STATED EXERCISE |
According to the translator's introduction to Esther Raab, where did Raab spend four years after her 1921 marriage?

TEXT SECTION |

Article
Translator’s introduction to Esther Raab
“Her flower is the briar, which does not hide its thorns”
May 30, 2010
After her marriage to her cousin-merchant Yitzhak Green, in 1921, she spends four years in Cairo and some years later she resides for a brief while in Paris. Cairo lends depth and difference (“a musty shadow still hides between thickets of wild roses and the mango trees”, ‘Rose Jam’, 1933) to her Middle Eastern-Mediterranean-ancestral landscape, preparing her for the fresh-paint newness of “little Tel Aviv” – as the first modern Hebrew city was affectionately called in its early years. There the couple begins to build their new house. It was to become a meeting place for the local writers and painters of the period. Raab had learned in Egypt that she would be unable to bear children – perhaps because of the frequent bouts of malaria she experienced in her childhood. In 1930, a short while before the publication of her first book, Thistles, her husband dies and she is left alone in the large house. Two years later she marries the painter Arieh Alweil – a union that doesn’t last long.
The Selected Poems of Esther Raab appears some three decades after Thistles. In 1972, Last Prayer collects all but a few late poems written before her death in Tivon (near the Carmel) on September 4, 1981. An edition of Raab’s Complete Poems, edited by her nephew, the writer Ehud Ben-Ezer, comes out in 1988. Her Complete Prose is published in 1994.
Tender tenor
The line of women poets in Palestine was fostered by the northern breed of Russian nightingales. Here was a tradition, ready-made, which allowed both the feminine voice and gave it music, subject, and stanza. Ra’hel, Bat-Miryam, and Leah Goldberg all immigrated [to Palestine] from Russia, wrote and spoke Russian, and translated into Hebrew from sturdy Russian models. [Anna] Akhmatova was a dominant and healthy influence on these young, highly intelligent and intellectual women poets in Palestine. Akhmatova’s stanza, shared by her brother-poet, [Boris] Pasternak, translated well into the richly musical phrases of late twenties and thirties Hebrew. Leah Goldberg’s and Bat-Miryam’s connections to [Nathan] Alterman, [Abraham] Shlonsky, and [Yitzhak] Lamdan (the leading Hebrew poets and influential editors of the period) parallels precisely what had been the Moscow scene of fifteen or twenty years previous. When Raab appeared on the Tel Aviv literary landscape with her home-spun poems, the echoes of Russian modernist poetry were “avant-garde”. The first native-born Hebrew poet – the first, in other words, born and raised in the language in modern times – stands outside her contemporaries much in the way that Emily Dickinson stood outside mainstream New England poetry [. . .]
The Dickinson-like aspects of Raab’s poetry are most apparent in her quirky punctuation, her occasional obscurity (not difficulty), and her fractured grammar. The idiosyncratic system of punctuation and lineation is sometimes confusing (often irritating); but it is also Raab’s signature. She builds by means of discrete independent phrases with meanings attached and suspended, sometimes pointing both forward and backward.

STORED DATA |

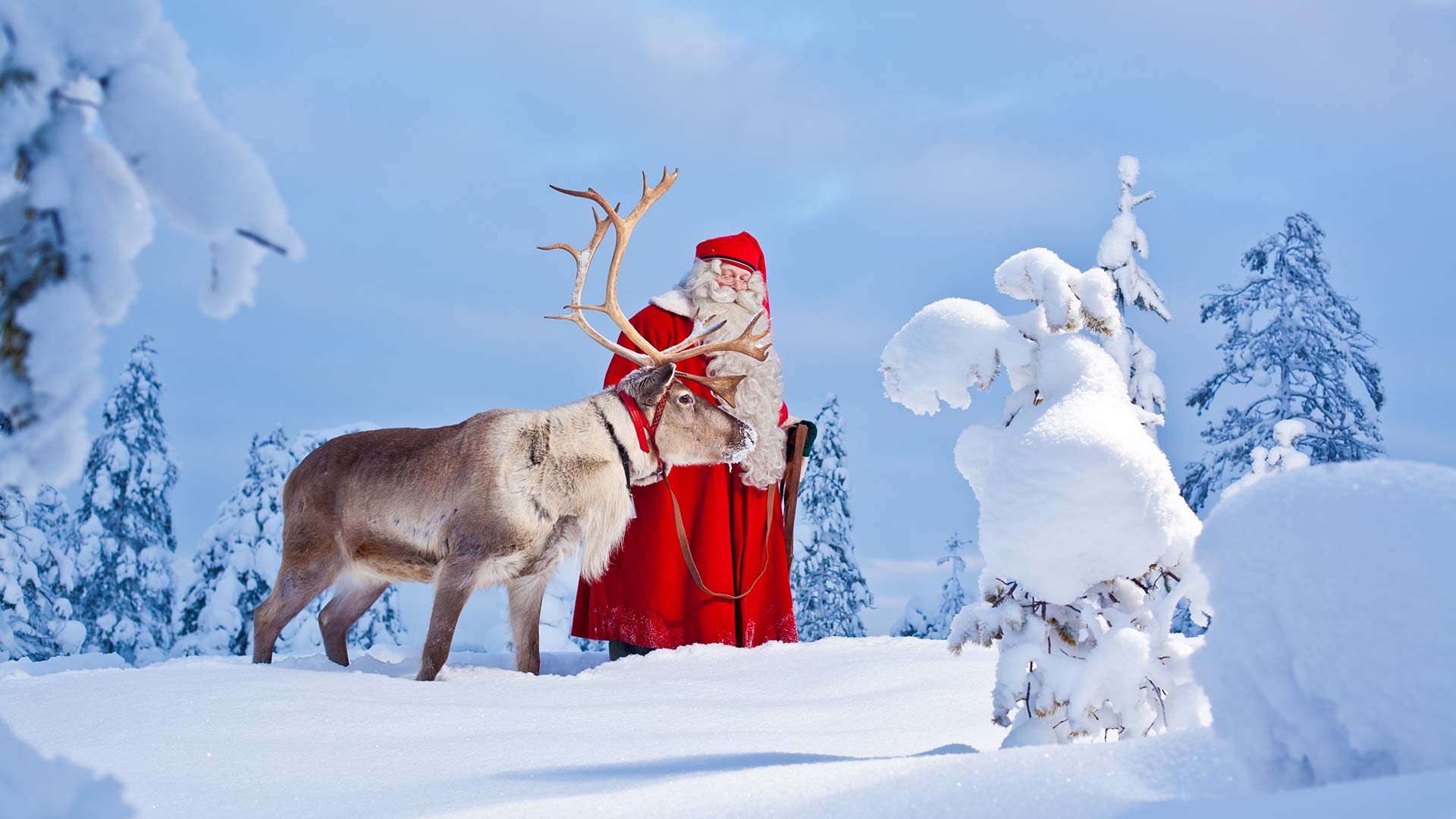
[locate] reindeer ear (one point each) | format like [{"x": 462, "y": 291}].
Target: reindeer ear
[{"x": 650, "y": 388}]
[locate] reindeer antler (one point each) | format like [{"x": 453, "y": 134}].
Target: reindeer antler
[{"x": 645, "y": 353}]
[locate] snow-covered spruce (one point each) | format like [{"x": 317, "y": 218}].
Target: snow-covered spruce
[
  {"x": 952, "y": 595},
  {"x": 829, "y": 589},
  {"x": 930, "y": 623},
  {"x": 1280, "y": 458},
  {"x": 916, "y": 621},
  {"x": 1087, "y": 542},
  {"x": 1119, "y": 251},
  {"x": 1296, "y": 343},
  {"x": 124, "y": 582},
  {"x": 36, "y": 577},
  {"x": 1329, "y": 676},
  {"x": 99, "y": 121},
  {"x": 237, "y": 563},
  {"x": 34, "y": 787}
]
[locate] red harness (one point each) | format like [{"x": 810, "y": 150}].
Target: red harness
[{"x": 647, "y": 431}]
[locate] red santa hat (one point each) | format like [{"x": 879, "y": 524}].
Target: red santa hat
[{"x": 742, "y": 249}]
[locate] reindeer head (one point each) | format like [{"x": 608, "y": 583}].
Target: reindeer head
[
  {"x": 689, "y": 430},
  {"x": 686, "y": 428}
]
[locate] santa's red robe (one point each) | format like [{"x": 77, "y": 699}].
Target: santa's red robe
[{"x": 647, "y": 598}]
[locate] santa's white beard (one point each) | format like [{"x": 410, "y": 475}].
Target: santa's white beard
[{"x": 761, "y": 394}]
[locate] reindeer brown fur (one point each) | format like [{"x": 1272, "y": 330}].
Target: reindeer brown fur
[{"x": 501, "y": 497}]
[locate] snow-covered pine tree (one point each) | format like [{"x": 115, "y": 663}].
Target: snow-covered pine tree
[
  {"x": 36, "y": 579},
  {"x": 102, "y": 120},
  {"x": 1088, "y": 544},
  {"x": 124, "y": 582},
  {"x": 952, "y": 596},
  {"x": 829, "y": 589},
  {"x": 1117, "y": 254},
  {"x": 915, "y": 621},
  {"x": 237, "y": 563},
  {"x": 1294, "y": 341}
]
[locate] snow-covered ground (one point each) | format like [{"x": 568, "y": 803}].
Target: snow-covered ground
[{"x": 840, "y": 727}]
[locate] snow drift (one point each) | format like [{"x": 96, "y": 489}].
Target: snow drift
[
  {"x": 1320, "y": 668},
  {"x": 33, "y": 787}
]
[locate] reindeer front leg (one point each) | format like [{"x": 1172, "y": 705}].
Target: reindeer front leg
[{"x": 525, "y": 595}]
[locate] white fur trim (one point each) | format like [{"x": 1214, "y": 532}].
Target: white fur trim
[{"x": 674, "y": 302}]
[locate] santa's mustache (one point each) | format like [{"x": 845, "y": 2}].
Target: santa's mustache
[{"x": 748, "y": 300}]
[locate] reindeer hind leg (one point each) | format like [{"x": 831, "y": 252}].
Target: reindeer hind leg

THE COMPLETED TASK |
In Cairo.